*Article*.
########
In [1]:
%matplotlib widget

In [5]:
import math
import matplotlib as mpl
import matplotlib.pyplot as plt
import numpy as np
import numpy.random
from mnist import MNIST  # run from Anaconda shell: pip install python-mnist
import sklearn
import sklearn.metrics
from sklearn.model_selection import KFold

# setup plotting 
from IPython import get_ipython
import psutil
inTerminal = not "IPKernelApp" in get_ipython().config
inJupyterNb = any(filter(lambda x: x.endswith("jupyter-notebook"), psutil.Process().parent().cmdline()))
get_ipython().run_line_magic("matplotlib", "" if inTerminal else "notebook" if inJupyterNb else "widget")
def nextplot():
    if inTerminal:
        plt.clf()     # this clears the current plot
    else:
        plt.figure()  # this creates a new plot 

# Load the data

In [6]:
mndata = MNIST("data/")
X, y = mndata.load_training()
y = np.array(y, dtype="uint8")
X = np.array([np.array(x) for x in X], dtype="uint8")
N, D = X.shape
Xtest, ytest = mndata.load_testing()
ytest = np.array(ytest, dtype="uint8")
Xtest = np.array([np.array(x) for x in Xtest], dtype="uint8")
Ntest = Xtest.shape[0]

In [7]:
# Optional: use a smaller sample of the data
p = np.zeros(0, dtype="int")
for c in range(10):
    p = np.append(p, np.random.choice(np.where(y == c)[0], size=100, replace=False))
X_s = X[p, :]
y_s = y[p]
N_s = X_s.shape[0]
p = np.zeros(0, dtype="int")
for c in range(10):
    p = np.append(p, np.random.choice(np.where(ytest == c)[0], size=10, replace=False))
Xtest_s = Xtest[p, :]
ytest_s = ytest[p]
Ntest_s = Xtest_s.shape[0]

In [8]:
def showdigit(x):
    "Show one digit as a gray-scale image."
    plt.imshow(x.reshape(28, 28), norm=mpl.colors.Normalize(0, 255), cmap="gray")

In [9]:
# Example: show first digit
nextplot()
showdigit(X[1,])
print(y[1])

<IPython.core.display.Javascript object>

0


In [10]:
def showdigits(X, y, max_digits=15):
    "Show up to max_digits random digits per class from X with class labels from y."
    num_cols = min(max_digits, max(np.bincount(y)))
    for c in range(10):
        ii = np.where(y == c)[0]
        if len(ii) > max_digits:
            ii = np.random.choice(ii, size=max_digits, replace=False)
        for j in range(num_cols):
            ax = plt.gcf().add_subplot(
                10, num_cols, c * num_cols + j + 1, aspect="equal"
            )
            ax.get_xaxis().set_visible(False)
            if j == 0:
                ax.set_ylabel(c)
                ax.set_yticks([])
            else:
                ax.get_yaxis().set_visible(False)
            if j < len(ii):
                ax.imshow(
                    X[ii[j],].reshape(28, 28),
                    norm=mpl.colors.Normalize(0, 255),
                    cmap="gray",
                )
            else:
                ax.axis("off")
########
*Problem*. In the notebook, how many training images per digit class does the optional smaller sample draw?
########
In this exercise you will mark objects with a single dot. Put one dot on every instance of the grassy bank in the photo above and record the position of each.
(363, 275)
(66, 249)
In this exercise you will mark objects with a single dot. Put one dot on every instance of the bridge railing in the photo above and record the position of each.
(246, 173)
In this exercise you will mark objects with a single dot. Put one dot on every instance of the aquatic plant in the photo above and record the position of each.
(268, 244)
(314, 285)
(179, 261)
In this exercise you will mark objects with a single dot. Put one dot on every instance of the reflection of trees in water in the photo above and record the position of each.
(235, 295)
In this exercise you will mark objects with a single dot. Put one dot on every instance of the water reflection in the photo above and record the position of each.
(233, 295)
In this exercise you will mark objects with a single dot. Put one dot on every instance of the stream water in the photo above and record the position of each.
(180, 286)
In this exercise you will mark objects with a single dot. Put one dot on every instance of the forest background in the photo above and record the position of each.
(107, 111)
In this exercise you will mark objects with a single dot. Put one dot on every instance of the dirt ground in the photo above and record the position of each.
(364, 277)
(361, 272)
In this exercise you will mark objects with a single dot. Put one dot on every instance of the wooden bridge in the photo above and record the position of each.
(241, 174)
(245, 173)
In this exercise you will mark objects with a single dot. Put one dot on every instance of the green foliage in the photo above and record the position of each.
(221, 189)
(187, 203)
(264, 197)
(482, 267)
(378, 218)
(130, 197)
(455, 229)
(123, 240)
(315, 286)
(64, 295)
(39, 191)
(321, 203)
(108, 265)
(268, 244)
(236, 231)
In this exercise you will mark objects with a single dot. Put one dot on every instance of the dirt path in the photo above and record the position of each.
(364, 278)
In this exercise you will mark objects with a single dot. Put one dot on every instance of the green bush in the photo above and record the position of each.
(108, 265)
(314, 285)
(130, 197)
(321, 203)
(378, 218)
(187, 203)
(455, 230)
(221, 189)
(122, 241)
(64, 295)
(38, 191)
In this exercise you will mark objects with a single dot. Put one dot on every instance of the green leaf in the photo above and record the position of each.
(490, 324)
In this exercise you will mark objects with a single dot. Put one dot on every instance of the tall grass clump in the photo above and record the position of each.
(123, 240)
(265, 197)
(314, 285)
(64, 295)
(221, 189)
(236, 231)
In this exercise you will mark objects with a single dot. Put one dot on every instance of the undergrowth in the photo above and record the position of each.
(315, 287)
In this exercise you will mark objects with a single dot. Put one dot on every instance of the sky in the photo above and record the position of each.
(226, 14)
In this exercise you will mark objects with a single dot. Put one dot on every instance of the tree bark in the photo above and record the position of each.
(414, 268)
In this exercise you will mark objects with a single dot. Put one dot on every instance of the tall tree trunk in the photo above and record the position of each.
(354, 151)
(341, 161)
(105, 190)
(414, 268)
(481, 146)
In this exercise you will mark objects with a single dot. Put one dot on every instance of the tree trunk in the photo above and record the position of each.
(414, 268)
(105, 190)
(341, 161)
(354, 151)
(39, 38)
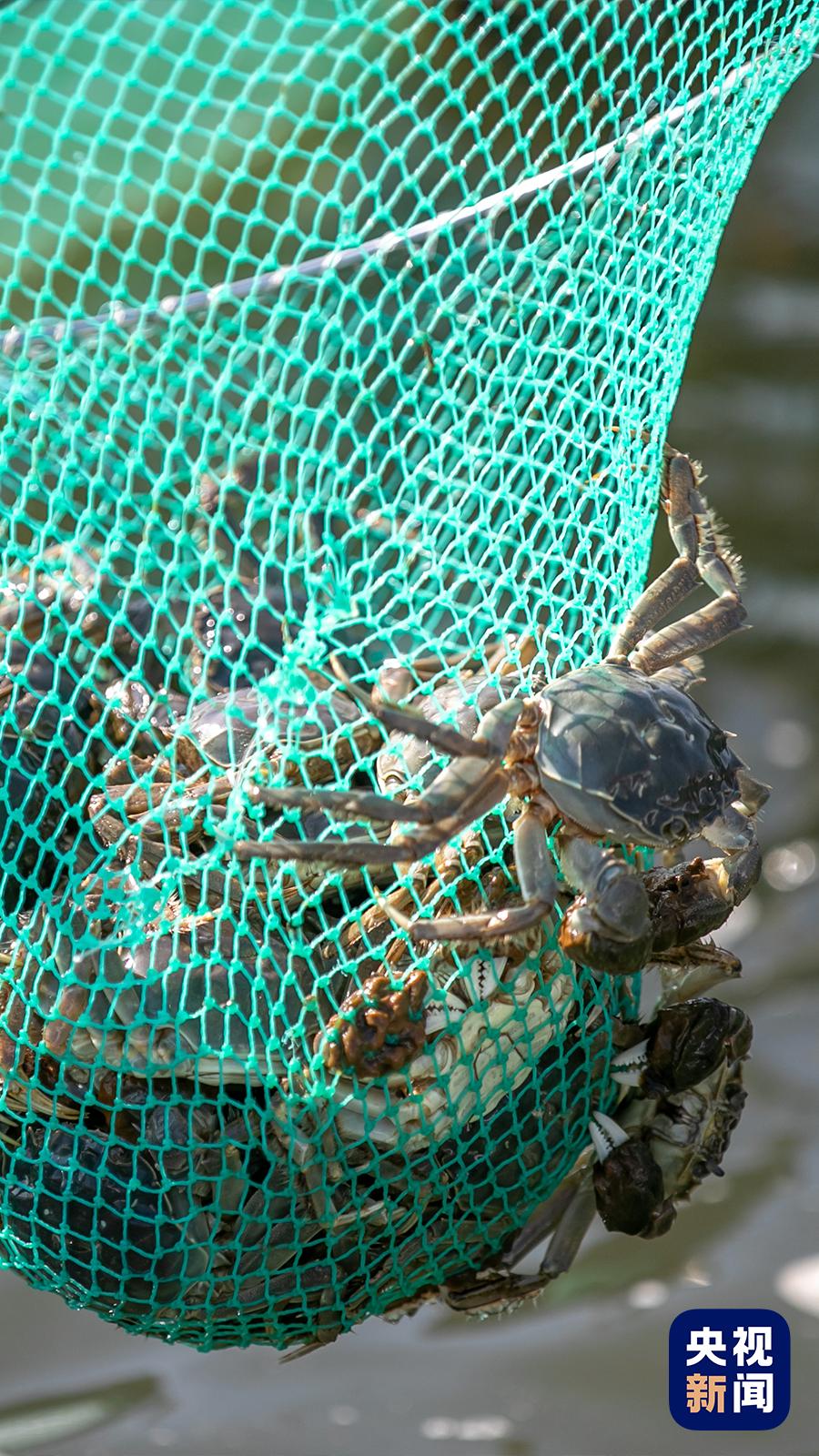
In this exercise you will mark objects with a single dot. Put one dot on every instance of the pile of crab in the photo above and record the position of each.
(280, 1053)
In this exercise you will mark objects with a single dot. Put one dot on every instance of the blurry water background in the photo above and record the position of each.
(584, 1370)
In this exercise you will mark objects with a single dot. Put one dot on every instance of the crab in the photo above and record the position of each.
(612, 754)
(672, 1130)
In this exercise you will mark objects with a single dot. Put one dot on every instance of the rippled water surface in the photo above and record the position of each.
(584, 1370)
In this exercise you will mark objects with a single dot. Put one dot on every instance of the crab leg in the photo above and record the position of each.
(356, 804)
(452, 812)
(538, 887)
(411, 721)
(703, 557)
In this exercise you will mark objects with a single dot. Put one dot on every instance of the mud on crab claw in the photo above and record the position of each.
(611, 754)
(671, 1130)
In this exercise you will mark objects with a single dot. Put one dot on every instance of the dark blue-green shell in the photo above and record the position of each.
(630, 757)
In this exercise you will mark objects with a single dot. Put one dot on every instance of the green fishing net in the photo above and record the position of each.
(329, 327)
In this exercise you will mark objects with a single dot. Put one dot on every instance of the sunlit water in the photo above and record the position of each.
(584, 1370)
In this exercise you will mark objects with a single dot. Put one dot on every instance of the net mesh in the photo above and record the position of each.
(329, 327)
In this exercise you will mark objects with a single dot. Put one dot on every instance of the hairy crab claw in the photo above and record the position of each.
(614, 754)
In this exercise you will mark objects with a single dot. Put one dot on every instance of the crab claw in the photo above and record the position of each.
(630, 1065)
(606, 1135)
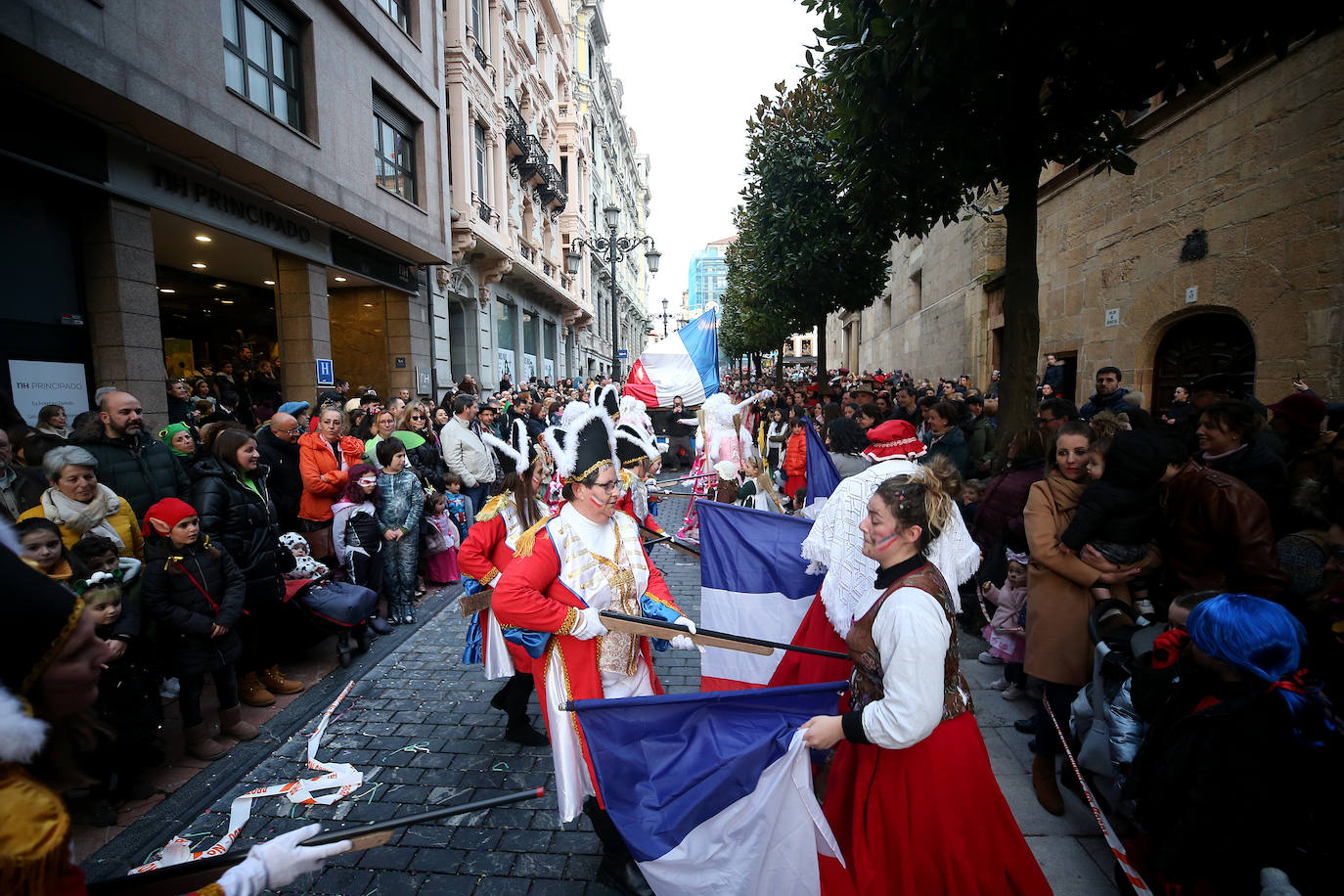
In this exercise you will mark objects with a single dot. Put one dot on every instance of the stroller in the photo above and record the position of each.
(337, 607)
(1105, 727)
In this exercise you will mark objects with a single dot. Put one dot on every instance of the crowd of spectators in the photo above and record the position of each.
(1215, 497)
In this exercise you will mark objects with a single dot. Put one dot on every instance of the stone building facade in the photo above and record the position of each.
(191, 177)
(1224, 251)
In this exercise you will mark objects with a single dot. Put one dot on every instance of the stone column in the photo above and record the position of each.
(122, 293)
(301, 317)
(408, 336)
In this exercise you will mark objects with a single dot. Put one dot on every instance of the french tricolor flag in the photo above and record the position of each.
(754, 582)
(686, 363)
(712, 792)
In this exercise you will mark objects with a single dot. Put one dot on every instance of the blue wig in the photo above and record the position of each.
(1264, 640)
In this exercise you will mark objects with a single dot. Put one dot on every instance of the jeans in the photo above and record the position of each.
(477, 495)
(399, 568)
(189, 701)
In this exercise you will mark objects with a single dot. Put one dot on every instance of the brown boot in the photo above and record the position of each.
(252, 692)
(276, 683)
(233, 726)
(201, 744)
(1046, 786)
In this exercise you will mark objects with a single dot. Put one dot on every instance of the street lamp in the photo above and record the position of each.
(611, 248)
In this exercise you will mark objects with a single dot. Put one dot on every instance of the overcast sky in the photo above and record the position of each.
(694, 70)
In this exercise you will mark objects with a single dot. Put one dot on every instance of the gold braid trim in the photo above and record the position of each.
(579, 477)
(493, 507)
(54, 648)
(525, 542)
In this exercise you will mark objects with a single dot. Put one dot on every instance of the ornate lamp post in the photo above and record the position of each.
(611, 248)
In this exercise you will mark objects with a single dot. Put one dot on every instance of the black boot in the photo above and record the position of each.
(520, 730)
(617, 870)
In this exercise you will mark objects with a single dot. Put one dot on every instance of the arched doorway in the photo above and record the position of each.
(1202, 344)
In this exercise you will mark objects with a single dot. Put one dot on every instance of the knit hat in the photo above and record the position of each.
(1301, 410)
(164, 515)
(893, 439)
(171, 430)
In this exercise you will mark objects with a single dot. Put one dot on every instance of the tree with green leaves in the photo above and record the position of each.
(797, 256)
(938, 103)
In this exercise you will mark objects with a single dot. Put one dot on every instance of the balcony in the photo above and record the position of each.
(515, 130)
(553, 190)
(531, 162)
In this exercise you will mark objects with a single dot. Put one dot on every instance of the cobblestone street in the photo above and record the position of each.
(420, 727)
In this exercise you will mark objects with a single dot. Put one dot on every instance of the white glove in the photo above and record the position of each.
(589, 625)
(280, 861)
(683, 643)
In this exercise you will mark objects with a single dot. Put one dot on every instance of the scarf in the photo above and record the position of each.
(85, 518)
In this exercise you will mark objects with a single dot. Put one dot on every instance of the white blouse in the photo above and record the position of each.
(912, 634)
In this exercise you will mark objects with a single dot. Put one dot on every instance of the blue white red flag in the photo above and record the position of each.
(686, 363)
(712, 792)
(753, 582)
(823, 475)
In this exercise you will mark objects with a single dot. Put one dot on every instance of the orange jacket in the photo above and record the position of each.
(323, 478)
(796, 454)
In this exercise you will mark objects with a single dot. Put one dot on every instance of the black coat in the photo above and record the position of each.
(1229, 790)
(184, 614)
(244, 524)
(285, 481)
(140, 470)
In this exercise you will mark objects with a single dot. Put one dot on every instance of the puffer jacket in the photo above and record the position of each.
(140, 470)
(184, 612)
(324, 479)
(243, 522)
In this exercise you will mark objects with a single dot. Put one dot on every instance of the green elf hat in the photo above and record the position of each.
(173, 428)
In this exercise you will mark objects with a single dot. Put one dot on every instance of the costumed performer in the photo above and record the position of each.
(912, 798)
(637, 454)
(582, 560)
(51, 675)
(484, 555)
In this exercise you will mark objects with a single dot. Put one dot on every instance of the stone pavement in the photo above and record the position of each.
(420, 726)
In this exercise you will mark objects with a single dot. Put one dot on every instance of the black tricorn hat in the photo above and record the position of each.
(582, 446)
(633, 445)
(515, 456)
(607, 398)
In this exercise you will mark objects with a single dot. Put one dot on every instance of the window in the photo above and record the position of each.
(476, 24)
(261, 58)
(481, 158)
(394, 148)
(397, 10)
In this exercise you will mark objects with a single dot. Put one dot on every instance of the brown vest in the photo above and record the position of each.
(866, 681)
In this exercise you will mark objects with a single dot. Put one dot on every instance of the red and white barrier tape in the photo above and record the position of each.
(340, 778)
(1111, 840)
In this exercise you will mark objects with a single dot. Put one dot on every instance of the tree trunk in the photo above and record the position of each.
(1021, 281)
(823, 381)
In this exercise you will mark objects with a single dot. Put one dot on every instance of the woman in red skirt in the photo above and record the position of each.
(910, 797)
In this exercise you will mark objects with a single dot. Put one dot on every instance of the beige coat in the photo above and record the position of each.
(1058, 598)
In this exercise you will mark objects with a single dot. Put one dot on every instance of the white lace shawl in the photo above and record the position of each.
(836, 544)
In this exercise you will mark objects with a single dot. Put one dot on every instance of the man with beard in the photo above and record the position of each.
(136, 467)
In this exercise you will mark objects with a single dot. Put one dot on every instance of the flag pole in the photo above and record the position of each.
(622, 622)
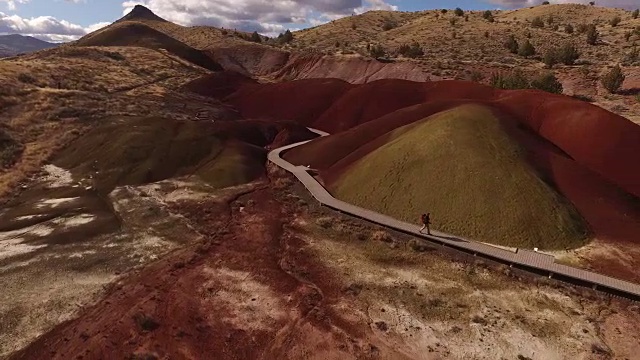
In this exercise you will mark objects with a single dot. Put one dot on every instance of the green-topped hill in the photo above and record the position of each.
(463, 167)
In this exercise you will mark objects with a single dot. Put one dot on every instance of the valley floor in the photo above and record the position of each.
(261, 271)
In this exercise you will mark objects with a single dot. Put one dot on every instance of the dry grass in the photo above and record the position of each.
(460, 49)
(436, 165)
(55, 95)
(424, 302)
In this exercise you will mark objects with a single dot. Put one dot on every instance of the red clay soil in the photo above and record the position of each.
(218, 85)
(179, 308)
(302, 101)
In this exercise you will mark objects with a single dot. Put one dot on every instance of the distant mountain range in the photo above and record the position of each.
(14, 44)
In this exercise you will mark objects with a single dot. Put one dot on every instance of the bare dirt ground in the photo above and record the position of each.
(61, 244)
(271, 275)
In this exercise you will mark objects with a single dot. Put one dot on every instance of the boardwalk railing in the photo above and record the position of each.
(532, 261)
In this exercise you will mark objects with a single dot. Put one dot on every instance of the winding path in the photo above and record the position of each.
(528, 260)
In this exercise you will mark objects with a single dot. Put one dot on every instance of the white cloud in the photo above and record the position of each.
(268, 17)
(45, 27)
(625, 4)
(11, 4)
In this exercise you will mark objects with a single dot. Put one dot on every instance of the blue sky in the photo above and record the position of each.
(63, 20)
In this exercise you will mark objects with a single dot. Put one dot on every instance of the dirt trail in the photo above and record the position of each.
(243, 284)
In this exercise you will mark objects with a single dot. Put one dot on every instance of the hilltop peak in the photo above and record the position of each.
(140, 12)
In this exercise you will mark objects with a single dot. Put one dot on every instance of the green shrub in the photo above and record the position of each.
(612, 81)
(550, 58)
(389, 24)
(547, 82)
(512, 44)
(518, 80)
(632, 57)
(377, 51)
(510, 80)
(592, 35)
(568, 29)
(568, 54)
(412, 51)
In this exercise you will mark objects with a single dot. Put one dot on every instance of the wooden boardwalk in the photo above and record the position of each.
(521, 258)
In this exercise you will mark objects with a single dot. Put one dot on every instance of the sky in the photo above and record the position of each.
(65, 20)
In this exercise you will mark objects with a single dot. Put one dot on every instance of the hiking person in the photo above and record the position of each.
(426, 221)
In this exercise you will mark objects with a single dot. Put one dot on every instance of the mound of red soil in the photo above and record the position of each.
(601, 141)
(588, 152)
(302, 101)
(228, 296)
(218, 85)
(137, 34)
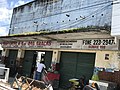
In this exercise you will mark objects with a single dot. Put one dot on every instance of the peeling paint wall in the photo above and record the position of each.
(113, 60)
(60, 14)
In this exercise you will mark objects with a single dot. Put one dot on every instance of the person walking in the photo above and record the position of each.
(39, 69)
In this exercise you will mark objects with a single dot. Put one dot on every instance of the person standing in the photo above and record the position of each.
(39, 68)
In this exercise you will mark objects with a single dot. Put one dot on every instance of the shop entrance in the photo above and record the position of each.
(74, 65)
(11, 62)
(30, 58)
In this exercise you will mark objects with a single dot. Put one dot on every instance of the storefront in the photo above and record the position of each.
(75, 56)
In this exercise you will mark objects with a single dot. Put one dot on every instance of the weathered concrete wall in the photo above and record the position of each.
(108, 59)
(60, 14)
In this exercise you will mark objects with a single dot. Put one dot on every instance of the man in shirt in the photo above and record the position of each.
(40, 67)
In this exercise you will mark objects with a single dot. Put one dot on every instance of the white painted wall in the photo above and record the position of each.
(115, 30)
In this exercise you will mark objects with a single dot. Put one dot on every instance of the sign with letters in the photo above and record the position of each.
(98, 44)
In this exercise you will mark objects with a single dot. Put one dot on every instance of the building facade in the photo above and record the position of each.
(73, 34)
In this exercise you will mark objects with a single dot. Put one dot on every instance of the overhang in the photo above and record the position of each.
(61, 36)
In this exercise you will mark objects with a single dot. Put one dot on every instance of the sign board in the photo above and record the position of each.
(98, 44)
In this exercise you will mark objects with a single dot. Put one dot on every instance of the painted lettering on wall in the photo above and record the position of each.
(26, 44)
(99, 42)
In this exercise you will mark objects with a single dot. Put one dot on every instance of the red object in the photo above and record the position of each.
(53, 76)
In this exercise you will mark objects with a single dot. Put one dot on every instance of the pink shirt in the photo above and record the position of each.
(40, 66)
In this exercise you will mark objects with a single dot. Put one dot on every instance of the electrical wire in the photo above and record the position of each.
(64, 12)
(61, 12)
(87, 18)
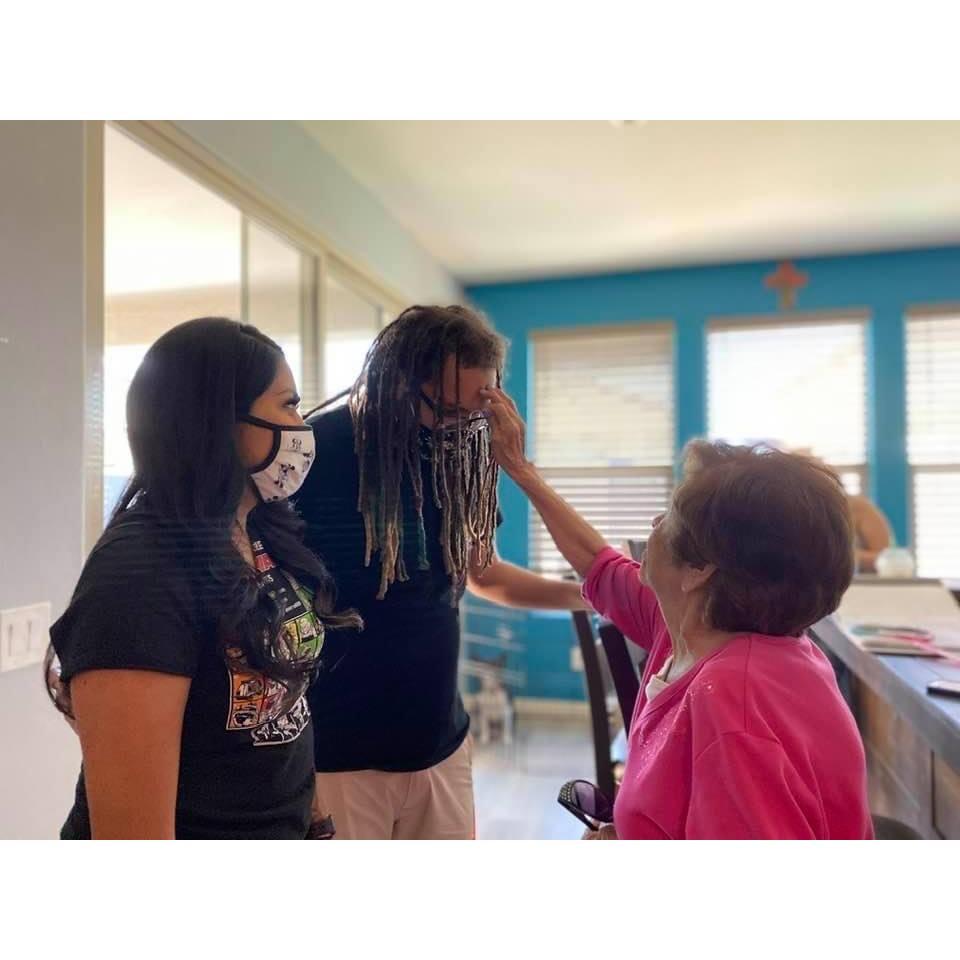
########
*Solution to the exercise*. 100 images per class.